When measuring velocity, “at rest” is defined by the observer’s frame of reference. The universe does not come with fixed points and fulcrums built in. Forget this, and it’s possible to get trapped in fruitless puzzlement over which of two objects in space is “really” moving and which standing still. Just such a memory lapse in this article from February’s issue of The American Prospect leads one writer to imagine that the universe of public opinion polling revolves around Chris Mooney.
I’m going to look at Chris’s treatment of a Zogby International poll on Social Security [PDF] commissioned by Cato, since that’s one I’m familiar with. Zogby found that when presented with this question:
There are some in government who advocate changing the Social Security system to give younger workers the choice to invest a portion of their Social Security taxes through individual accounts similar to IRAs or 401(k) plans. Would you [support or oppose]?
68% of voters were in favor. Foul! cries Mooney, because significantly fewer respond similarly if if you phrase the question in terms of “diverting” payroll taxes from Social Security, or if you raise the prospect of a “reduction in the guaranteed benefits retirees receive through the Social Security system.” For Mooney, this is proof that Zogby must be scamming the public to please his client by using loaded questions, rather than alternatives framed “more carefully” in order to bring out the “complexities of Social Security privatization.” These alternative ways of framing the question are presumably supposed to elicit more “authentic” or “informed” opinions.
If Mooney means to observe that the Zogby question leaves something out, he is, naturally, correct. But it’s hard to see how that’s to be avoided. After all, the reference to “reductions in benefits” might — indeed, almost certainly would — lead many people to think of cutting the checks current grandmas and grandpas are receiving, as opposed to merely reducing a planned growth in benefits for future retirees. You’d have to clarify that as well. But you still wouldn’t have a really “complete” or “balanced” question, some might say. People tend to automatically shy away from risk, so to really be evenhanded, don’t we have to mention the risk on the other side — that those “planned” benefits won’t actually be payable because the current PAY-Go system faces a fiscal crisis starting with a shortfall in payroll tax revenues starting in 2017? Don’t you also have to mention the possibility of higher total benefits even if guaranteed benefits are “reduced?” Should the pollsters correct misconceptions people might have about long term rates of return on the market? Is it important to emphasize that private accounts would be invested in a diversified portfolio of stocks, bonds, and other financial instruments, rather than handed directly to Ken Lay? Should respondents be reminded of the possibility of bequeathing their accounts, or even using them as collateral?
Doubtless opponents of privatiz… [cough], ahem, personal accounts could come up with their own list of countervailing considerations. That’s the point. A debate over which factors are “important enough” to include in this kind of question just is the debate over Social Security reform. Whether you’re for or against private accounts is precisely a function of which set of factors loom largest in your deliberation — a function of what you consider most important.

☆ ☆ ☆

Problem details – Rewrite the Social Security polling text from "Doubtless opponents of" to "consider most important.", putting "individual accounts" wherever "personal accounts" appears.

Information supplied –
☆ ☆ ☆

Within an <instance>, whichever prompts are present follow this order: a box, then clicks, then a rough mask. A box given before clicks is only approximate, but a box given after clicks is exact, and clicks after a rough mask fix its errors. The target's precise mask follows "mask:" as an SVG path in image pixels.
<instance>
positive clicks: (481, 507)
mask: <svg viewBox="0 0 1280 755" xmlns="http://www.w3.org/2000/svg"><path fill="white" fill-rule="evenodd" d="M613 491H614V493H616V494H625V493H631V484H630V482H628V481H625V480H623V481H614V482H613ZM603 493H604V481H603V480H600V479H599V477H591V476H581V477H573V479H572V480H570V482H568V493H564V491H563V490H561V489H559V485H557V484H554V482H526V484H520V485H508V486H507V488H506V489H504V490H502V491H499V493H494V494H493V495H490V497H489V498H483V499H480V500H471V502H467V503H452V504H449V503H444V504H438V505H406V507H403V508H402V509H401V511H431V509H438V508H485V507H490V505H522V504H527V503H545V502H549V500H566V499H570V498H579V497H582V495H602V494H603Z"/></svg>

☆ ☆ ☆

Response below –
Doubtless opponents of privatiz… [cough], ahem, individual accounts could come up with their own list of countervailing considerations. That’s the point. A debate over which factors are “important enough” to include in this kind of question just is the debate over Social Security reform. Whether you’re for or against private accounts is precisely a function of which set of factors loom largest in your deliberation — a function of what you consider most important.